Brief:
Arrange the lines of the records from the one containing "the chimney, one" through the one containing "x=144, y=298" as a Markdown table, with a Row column that numbers each line and a Line column that holds its text. Leave out any blank lines.

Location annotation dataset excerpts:
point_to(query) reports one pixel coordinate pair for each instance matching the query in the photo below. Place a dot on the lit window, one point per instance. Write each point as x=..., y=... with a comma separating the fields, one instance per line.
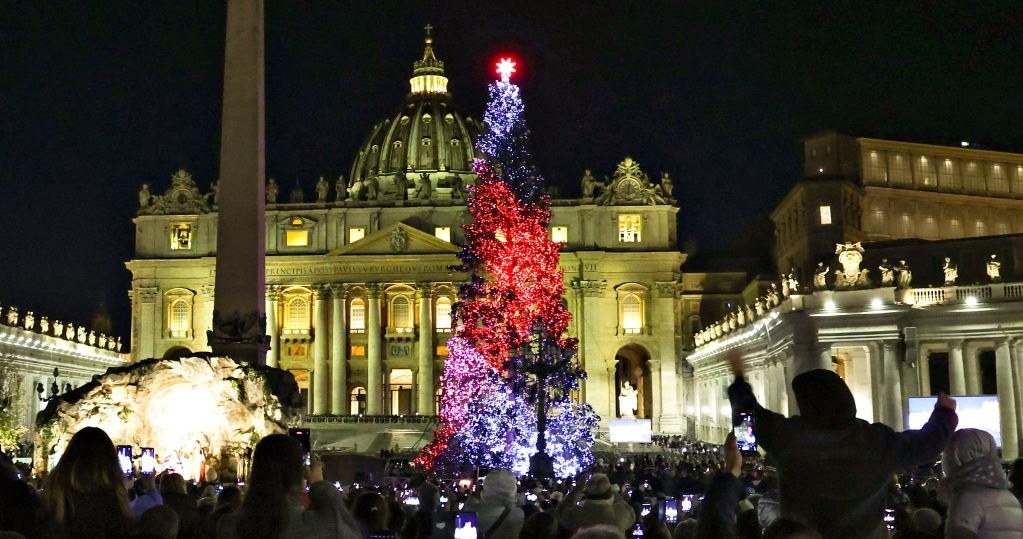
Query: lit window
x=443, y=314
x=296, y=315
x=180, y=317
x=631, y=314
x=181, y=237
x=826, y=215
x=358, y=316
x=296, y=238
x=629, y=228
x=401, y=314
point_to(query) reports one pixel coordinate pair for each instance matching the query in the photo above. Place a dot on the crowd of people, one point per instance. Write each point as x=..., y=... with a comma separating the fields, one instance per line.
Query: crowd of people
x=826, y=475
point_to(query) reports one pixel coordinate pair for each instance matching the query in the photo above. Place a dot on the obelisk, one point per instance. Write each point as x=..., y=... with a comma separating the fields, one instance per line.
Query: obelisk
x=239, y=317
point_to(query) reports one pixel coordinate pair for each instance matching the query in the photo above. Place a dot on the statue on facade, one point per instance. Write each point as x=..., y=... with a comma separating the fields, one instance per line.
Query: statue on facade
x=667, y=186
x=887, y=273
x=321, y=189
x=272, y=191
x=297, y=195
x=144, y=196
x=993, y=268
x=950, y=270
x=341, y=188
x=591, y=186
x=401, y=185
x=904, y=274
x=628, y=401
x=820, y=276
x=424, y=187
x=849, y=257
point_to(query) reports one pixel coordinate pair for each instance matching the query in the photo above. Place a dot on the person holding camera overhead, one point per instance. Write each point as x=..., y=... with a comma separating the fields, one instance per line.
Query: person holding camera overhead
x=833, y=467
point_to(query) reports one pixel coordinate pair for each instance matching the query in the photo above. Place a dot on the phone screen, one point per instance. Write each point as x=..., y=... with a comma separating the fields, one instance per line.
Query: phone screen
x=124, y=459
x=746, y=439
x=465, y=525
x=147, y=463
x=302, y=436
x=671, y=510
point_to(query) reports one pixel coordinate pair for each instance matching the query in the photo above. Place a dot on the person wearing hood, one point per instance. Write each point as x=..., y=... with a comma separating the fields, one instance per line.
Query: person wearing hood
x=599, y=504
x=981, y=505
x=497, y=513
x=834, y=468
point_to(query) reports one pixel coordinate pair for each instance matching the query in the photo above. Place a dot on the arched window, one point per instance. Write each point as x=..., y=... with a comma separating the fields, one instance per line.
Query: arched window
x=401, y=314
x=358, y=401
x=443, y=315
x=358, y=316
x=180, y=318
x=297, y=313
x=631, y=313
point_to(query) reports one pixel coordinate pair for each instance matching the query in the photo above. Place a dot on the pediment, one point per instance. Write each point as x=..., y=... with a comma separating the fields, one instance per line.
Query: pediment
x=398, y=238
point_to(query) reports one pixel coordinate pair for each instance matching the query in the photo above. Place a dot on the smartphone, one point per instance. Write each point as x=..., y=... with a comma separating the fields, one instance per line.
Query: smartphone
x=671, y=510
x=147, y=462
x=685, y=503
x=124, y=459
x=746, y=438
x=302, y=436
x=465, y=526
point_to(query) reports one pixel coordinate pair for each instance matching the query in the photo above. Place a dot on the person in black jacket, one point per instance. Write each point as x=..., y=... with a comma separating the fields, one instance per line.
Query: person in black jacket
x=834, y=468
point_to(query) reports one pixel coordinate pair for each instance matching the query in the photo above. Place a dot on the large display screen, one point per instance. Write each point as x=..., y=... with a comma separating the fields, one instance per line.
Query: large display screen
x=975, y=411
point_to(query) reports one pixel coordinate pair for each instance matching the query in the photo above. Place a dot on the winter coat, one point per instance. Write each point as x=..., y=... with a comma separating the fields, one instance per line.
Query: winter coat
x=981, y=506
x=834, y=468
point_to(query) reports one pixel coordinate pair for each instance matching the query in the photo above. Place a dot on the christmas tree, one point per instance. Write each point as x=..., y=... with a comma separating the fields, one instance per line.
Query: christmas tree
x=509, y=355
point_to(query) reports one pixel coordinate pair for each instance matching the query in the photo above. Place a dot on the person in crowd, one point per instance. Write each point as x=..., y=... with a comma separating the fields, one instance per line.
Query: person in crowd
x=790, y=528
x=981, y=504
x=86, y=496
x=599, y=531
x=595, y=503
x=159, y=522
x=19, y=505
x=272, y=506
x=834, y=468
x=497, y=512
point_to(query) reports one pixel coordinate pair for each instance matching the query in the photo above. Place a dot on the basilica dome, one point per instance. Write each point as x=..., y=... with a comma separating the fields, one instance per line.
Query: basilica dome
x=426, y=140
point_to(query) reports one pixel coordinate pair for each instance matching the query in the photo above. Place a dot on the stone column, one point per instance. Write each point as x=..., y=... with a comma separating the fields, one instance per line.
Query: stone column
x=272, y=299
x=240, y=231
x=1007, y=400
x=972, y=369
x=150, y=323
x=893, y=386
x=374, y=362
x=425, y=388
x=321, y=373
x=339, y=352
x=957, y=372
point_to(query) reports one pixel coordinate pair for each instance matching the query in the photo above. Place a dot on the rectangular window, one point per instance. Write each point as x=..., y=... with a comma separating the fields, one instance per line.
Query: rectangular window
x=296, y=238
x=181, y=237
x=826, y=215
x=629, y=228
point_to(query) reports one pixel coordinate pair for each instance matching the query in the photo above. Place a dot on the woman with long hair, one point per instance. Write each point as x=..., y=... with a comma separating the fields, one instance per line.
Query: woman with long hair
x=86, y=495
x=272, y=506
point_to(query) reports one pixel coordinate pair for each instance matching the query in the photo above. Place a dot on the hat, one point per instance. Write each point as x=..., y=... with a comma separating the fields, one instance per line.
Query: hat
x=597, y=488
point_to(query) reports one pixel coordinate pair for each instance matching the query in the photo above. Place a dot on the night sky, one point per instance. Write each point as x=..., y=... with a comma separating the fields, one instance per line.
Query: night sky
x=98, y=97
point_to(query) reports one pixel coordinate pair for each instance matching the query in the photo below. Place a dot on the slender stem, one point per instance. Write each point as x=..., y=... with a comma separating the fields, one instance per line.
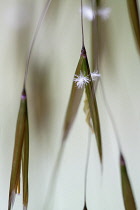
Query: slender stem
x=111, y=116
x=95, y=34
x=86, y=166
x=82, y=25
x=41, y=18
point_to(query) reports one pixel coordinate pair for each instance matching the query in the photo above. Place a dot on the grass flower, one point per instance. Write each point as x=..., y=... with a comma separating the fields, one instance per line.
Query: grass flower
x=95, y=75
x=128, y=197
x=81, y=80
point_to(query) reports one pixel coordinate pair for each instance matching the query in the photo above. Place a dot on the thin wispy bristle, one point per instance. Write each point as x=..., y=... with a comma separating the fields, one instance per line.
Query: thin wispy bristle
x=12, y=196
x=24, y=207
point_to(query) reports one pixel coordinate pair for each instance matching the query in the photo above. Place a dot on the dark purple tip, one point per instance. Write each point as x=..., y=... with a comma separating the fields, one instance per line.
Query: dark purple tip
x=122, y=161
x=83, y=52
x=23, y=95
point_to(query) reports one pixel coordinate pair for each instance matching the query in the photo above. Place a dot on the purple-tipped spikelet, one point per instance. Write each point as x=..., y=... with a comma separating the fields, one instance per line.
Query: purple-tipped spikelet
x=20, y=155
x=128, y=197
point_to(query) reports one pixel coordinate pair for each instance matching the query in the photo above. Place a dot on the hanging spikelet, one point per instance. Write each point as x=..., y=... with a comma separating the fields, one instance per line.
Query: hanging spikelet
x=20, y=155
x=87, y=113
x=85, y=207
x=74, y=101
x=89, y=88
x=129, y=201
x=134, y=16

==

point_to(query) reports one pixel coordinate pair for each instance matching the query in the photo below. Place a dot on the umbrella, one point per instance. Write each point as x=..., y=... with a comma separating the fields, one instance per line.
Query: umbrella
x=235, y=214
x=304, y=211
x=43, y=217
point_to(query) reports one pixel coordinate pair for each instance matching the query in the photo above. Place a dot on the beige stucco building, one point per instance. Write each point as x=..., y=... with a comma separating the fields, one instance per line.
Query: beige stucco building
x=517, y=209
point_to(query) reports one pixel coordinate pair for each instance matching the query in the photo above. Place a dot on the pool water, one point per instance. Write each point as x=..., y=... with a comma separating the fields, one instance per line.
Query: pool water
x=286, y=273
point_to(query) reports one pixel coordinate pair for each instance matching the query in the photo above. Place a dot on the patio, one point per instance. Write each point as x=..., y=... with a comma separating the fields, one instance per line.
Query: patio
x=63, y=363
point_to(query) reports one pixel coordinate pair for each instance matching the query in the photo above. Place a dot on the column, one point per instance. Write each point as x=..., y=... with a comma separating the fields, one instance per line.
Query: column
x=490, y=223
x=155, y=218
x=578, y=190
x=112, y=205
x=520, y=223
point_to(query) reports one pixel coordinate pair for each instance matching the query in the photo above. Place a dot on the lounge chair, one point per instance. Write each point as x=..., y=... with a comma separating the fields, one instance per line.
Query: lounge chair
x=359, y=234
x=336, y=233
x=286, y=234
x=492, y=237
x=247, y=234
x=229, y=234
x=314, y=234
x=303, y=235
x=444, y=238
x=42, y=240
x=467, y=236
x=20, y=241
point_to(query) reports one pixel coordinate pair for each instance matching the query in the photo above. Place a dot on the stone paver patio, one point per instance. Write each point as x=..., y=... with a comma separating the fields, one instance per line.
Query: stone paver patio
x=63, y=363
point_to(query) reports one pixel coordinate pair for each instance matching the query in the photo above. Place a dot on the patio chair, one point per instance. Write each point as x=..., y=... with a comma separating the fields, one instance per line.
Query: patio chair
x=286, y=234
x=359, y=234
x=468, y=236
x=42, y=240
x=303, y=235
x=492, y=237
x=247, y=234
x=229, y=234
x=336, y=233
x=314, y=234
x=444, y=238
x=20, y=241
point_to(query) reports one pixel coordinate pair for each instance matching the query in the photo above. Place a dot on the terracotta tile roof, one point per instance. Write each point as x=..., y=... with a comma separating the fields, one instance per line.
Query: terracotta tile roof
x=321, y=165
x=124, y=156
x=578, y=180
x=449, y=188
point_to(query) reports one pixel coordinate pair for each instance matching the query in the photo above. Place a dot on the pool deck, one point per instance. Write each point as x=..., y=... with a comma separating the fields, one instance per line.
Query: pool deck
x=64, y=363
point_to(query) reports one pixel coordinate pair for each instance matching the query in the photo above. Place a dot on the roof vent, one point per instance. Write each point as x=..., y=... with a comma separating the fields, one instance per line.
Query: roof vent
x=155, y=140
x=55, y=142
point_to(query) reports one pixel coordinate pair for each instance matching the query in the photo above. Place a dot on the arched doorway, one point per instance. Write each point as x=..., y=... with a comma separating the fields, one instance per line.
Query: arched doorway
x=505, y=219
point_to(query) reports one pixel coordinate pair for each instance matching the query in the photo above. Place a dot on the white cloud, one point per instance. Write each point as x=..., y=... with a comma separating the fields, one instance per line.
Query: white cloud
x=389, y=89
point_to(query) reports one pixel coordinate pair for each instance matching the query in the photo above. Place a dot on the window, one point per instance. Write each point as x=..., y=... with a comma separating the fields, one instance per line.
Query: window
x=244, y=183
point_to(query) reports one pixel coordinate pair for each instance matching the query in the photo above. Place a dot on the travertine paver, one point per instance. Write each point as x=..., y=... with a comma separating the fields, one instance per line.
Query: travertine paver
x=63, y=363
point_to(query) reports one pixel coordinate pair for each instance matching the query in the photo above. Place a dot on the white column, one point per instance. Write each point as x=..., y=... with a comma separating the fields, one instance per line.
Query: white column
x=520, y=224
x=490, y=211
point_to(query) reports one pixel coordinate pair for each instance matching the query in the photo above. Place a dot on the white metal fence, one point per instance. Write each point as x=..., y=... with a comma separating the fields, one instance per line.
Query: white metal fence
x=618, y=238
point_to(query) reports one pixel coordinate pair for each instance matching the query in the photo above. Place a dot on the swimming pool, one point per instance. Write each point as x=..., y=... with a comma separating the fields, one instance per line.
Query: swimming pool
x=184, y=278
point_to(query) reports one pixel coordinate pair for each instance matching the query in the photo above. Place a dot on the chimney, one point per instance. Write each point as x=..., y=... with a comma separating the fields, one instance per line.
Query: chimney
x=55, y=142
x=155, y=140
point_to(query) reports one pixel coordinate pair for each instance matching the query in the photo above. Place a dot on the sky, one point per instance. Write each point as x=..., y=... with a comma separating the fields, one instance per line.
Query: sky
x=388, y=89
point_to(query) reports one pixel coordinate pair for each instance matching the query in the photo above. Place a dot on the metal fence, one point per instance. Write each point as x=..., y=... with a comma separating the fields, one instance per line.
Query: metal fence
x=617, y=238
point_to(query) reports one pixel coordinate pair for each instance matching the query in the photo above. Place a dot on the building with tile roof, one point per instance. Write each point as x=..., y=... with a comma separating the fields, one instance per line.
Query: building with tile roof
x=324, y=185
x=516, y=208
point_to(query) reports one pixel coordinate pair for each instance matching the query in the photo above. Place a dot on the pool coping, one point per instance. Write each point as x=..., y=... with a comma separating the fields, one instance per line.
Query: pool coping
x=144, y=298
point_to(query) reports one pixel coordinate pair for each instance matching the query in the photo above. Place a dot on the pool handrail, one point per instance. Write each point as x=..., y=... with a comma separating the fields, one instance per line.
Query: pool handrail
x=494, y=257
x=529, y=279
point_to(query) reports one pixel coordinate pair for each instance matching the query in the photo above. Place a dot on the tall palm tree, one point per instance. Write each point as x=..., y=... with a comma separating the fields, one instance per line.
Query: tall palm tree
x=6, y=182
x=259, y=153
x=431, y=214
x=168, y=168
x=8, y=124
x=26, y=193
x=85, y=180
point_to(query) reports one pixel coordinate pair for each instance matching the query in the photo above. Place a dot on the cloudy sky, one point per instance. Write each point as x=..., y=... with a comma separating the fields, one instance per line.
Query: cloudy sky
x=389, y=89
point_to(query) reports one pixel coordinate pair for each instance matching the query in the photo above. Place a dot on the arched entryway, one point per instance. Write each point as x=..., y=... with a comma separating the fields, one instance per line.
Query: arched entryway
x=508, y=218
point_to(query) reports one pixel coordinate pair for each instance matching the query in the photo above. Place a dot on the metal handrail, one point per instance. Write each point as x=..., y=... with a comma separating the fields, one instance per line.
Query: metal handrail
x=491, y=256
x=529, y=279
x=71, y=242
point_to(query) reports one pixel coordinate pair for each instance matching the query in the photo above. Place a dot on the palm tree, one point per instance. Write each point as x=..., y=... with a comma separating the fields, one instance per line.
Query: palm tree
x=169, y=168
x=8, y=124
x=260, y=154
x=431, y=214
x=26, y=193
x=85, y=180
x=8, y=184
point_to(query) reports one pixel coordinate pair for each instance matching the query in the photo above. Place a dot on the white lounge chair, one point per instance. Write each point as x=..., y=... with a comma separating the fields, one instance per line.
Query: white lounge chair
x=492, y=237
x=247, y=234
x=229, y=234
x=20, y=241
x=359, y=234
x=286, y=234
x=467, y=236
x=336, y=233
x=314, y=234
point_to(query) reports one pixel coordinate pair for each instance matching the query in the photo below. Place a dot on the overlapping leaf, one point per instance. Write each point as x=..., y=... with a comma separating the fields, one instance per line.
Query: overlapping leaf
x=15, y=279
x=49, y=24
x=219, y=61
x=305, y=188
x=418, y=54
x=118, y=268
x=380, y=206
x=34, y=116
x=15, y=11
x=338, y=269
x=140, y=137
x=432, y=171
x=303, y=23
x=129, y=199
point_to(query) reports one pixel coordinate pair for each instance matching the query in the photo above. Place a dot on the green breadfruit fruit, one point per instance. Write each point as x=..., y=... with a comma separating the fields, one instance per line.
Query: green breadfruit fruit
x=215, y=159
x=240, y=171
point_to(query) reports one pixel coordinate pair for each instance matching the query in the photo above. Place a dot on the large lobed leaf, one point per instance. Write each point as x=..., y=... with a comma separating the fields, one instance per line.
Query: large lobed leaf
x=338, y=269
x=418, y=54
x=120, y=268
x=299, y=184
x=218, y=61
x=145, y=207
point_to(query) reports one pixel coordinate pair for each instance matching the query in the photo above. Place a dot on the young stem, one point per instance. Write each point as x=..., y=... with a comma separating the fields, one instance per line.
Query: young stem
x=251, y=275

Reply:
| Row | Line |
|---|---|
| 1 | point_to(query) reports one pixel coordinate pair for each instance matching the query in the photo above. Place a dot on the chimney, one point per instance. Write each point as x=..., y=... with a comma separating the fields, one instance per line. |
| 2 | Query: chimney |
| 3 | x=55, y=142 |
| 4 | x=155, y=140 |
| 5 | point_to(query) reports one pixel coordinate pair for each instance matching the query in the photo above. Place a dot on the sky, one point per instance. Write each point as x=..., y=... with a comma separating the fields, one instance per line. |
| 6 | Query: sky |
| 7 | x=388, y=89 |
| 8 | point_to(query) reports one pixel coordinate pair for each instance matching the query in the photo above. Place a dot on the metal fence, one point per instance. Write each point as x=..., y=... with a comma separating the fields, one instance per line. |
| 9 | Query: metal fence |
| 10 | x=617, y=238 |
| 11 | point_to(query) reports one pixel coordinate pair for each instance matching the query in the photo above. Place a dot on the building with tile roof, one point per instance. Write each point as x=..., y=... with a comma separating the fields, one instance per line. |
| 12 | Query: building with tile roof |
| 13 | x=324, y=185 |
| 14 | x=516, y=208 |
| 15 | point_to(query) reports one pixel coordinate pair for each instance matching the query in the photo above. Place a dot on the pool coping, one point per instance. Write each point as x=..., y=... with a comma separating the fields, one instance per line. |
| 16 | Query: pool coping |
| 17 | x=144, y=298 |